### Prompt
In your reply, write out each entry exactly as given.

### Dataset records
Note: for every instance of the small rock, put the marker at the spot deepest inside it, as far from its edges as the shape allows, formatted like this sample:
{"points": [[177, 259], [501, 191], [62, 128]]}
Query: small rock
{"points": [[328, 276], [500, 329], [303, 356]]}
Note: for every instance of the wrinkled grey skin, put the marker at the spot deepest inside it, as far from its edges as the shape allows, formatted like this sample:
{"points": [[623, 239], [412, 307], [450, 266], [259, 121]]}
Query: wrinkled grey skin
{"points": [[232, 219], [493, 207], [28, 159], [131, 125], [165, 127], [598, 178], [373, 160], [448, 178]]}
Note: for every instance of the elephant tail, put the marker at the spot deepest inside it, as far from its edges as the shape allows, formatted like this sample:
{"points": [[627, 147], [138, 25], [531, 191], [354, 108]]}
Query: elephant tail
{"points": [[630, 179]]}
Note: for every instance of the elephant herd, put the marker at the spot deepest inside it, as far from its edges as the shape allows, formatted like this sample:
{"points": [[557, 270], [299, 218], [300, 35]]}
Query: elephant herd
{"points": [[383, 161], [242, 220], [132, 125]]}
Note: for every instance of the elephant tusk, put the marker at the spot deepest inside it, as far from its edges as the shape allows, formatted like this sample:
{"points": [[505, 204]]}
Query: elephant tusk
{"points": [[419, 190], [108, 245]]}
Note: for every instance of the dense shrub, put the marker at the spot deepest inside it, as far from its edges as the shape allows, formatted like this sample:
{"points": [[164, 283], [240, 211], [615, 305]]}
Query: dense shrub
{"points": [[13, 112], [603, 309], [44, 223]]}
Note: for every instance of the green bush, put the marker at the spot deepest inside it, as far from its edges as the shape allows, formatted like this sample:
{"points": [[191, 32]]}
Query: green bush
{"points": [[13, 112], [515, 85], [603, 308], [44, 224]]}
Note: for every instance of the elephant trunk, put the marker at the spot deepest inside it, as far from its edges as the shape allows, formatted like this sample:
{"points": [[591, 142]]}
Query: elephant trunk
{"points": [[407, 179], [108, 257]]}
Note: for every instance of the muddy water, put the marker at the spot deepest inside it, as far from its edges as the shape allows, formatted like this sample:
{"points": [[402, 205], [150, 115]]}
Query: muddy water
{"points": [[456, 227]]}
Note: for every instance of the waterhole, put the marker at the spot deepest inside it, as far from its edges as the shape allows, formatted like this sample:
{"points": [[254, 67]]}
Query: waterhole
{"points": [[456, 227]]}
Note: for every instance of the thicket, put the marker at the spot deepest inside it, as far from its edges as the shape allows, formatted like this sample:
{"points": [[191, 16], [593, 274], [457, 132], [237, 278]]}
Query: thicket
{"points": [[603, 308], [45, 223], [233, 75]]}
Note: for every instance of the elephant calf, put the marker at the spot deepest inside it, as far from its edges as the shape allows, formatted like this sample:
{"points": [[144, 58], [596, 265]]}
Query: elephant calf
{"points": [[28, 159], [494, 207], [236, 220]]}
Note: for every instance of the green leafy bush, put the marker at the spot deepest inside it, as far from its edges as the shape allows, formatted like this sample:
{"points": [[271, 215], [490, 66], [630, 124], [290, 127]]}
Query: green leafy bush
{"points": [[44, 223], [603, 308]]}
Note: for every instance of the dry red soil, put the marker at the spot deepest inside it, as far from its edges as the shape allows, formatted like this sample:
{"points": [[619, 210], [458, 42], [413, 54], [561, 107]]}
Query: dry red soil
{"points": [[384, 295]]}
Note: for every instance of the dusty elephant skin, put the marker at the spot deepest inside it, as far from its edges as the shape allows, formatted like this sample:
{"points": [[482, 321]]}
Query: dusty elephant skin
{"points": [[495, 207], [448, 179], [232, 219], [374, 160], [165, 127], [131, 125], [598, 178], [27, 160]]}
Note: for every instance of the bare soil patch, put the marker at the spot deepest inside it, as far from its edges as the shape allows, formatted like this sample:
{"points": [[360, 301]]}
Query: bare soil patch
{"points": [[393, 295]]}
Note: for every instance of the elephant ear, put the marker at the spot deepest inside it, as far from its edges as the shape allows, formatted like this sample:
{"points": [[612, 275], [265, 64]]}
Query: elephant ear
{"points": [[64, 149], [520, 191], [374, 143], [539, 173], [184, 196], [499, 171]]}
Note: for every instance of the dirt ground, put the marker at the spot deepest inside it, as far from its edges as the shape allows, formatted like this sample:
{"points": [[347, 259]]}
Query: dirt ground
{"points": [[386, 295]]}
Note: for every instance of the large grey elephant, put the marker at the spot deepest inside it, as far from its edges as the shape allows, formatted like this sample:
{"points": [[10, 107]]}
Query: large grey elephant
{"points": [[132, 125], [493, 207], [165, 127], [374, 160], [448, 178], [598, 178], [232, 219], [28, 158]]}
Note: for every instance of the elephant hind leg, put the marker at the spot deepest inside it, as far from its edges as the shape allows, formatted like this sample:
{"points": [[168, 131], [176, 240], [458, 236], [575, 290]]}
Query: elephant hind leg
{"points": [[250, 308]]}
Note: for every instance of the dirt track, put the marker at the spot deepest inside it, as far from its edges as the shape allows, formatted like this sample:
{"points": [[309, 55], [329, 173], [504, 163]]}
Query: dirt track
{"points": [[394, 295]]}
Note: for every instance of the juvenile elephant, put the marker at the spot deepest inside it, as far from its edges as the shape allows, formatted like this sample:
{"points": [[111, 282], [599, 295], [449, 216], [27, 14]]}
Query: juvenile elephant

### Solved problem
Note: for every instance of the small rock, put the marker at the spot deepest inside it, as far from its edges as the shape allows, formatted like this sample:
{"points": [[177, 259], [501, 191], [62, 128]]}
Query: small rock
{"points": [[328, 276], [500, 329], [303, 356]]}
Note: for every instance of the wrinkled grey skin, put the marker at the spot deepest inside it, as far from its edges as the shape allows, formatted like this sample:
{"points": [[623, 239], [412, 307], [450, 266], [259, 121]]}
Query: wrinkled grey skin
{"points": [[232, 219], [493, 207], [28, 159], [131, 125], [165, 127], [598, 178], [373, 160], [448, 178]]}
Note: for every instance of the elephant tail, put the marker at the spot deepest inside it, as far from its edges as the shape allows, formatted like this sample:
{"points": [[627, 147], [138, 25], [531, 191], [354, 108]]}
Query: elephant tail
{"points": [[630, 179]]}
Note: for every instance of the elephant herd, put the marker at the spot deepest inside it, as far from its edges as the shape allows, formatted like this sample:
{"points": [[557, 270], [299, 218], [300, 35]]}
Query: elephant herd
{"points": [[383, 161], [242, 220], [132, 125]]}
Note: for every instance of the elephant tusk, put the marker at the spot deepest inside it, as far from its edges as the shape allows, formatted like this sample:
{"points": [[505, 204]]}
Query: elephant tusk
{"points": [[419, 190], [108, 245]]}
Note: for every instance of the dense shrub, put the marker at the spot deepest inside it, as far from its edges as the shape allows, formatted like this sample:
{"points": [[164, 283], [240, 211], [615, 305]]}
Query: dense shrub
{"points": [[13, 112], [603, 309], [44, 223]]}
Note: for every instance of the green bush, put the marker at the spot deepest inside it, as far from its edges as the shape allows, formatted like this sample:
{"points": [[191, 32]]}
Query: green bush
{"points": [[13, 112], [515, 85], [603, 308], [44, 224]]}
Note: for every instance of the elephant trunk, put the marker at the spot deepest inside it, as far from its edges as the shape allows, formatted like this sample:
{"points": [[591, 142]]}
Query: elephant trunk
{"points": [[407, 179], [108, 257]]}
Note: for every instance of the muddy water, put the marker at the spot deepest inside it, as far from its edges as the shape allows, formatted like this sample:
{"points": [[402, 205], [150, 115]]}
Query: muddy water
{"points": [[456, 227]]}
Note: for every instance of the waterhole, put the marker at the spot deepest inside it, as far from its edges as the shape allows, formatted like this sample:
{"points": [[254, 67]]}
Query: waterhole
{"points": [[456, 227]]}
Note: for every instance of the thicket, put the marker at the spot deepest inside it, as far from its edges as the shape allows, formatted like this sample:
{"points": [[191, 16], [593, 274], [457, 132], [237, 278]]}
Query: thicket
{"points": [[603, 308], [45, 223], [233, 75]]}
Note: for every instance of the elephant calf, put the marker at the spot deepest inside it, as far from its edges as the shape allows, formatted like this sample:
{"points": [[144, 58], [596, 265]]}
Query: elephant calf
{"points": [[28, 159], [494, 207], [236, 220]]}
Note: for every instance of the green leafy bush, put the marker at the spot deepest inside it, as far from its edges as the shape allows, formatted like this sample:
{"points": [[271, 215], [490, 66], [630, 124], [290, 127]]}
Query: green leafy bush
{"points": [[44, 223], [603, 308]]}
Note: for every instance of the dry red soil, put the marker at the spot deepest inside it, as far from its edges as the shape allows, formatted like this sample:
{"points": [[619, 210], [458, 42], [413, 54], [561, 107]]}
Query: dry red soil
{"points": [[384, 295]]}
Note: for every instance of the dusty elephant skin, put the marker at the spot deepest inside it, as far from its edges as the shape allows, formatted like this sample:
{"points": [[482, 321]]}
Query: dusty elephant skin
{"points": [[495, 207], [448, 179], [232, 219], [374, 160], [165, 127], [131, 125], [598, 178], [27, 160]]}
Note: for every instance of the bare soil patch, put the marker at the spot deepest inside it, as far from its edges as the shape allows, formatted like this sample:
{"points": [[360, 301]]}
Query: bare soil patch
{"points": [[393, 295]]}
Note: for every instance of the elephant ear, put the marker at the spot deepest inside it, as far from its edges as the shape allows, formatted like this sample:
{"points": [[612, 275], [265, 64]]}
Query: elephant ear
{"points": [[64, 149], [520, 191], [374, 143], [539, 173], [184, 196], [499, 171]]}
Note: for every instance of the dirt ground, put the marker at the spot deepest inside it, as far from its edges as the shape allows, formatted like this sample:
{"points": [[347, 259]]}
Query: dirt ground
{"points": [[386, 295]]}
Note: for every instance of the large grey elephant, put the marker at the spot deepest inside it, as far from its edges as the shape allows, formatted like this sample:
{"points": [[10, 107]]}
Query: large grey elephant
{"points": [[132, 125], [493, 207], [165, 127], [374, 160], [448, 178], [598, 178], [232, 219], [28, 158]]}
Note: for every instance of the elephant hind leg, put the marker at the spot deepest inside it, as far from its edges as the shape allows, formatted like this sample:
{"points": [[168, 131], [176, 240], [458, 236], [575, 290]]}
Query: elephant hind leg
{"points": [[250, 308]]}
Note: for every instance of the dirt track, put the marker at the spot deepest inside it, as far from its edges as the shape allows, formatted like this sample:
{"points": [[309, 55], [329, 173], [504, 163]]}
Query: dirt track
{"points": [[394, 295]]}
Note: for every instance of the juvenile elephant, put the marker at the spot deepest inside it, as far from its edges as the shape allows, formatted like this sample:
{"points": [[111, 282], [599, 295], [449, 216], [27, 14]]}
Query: juvenile elephant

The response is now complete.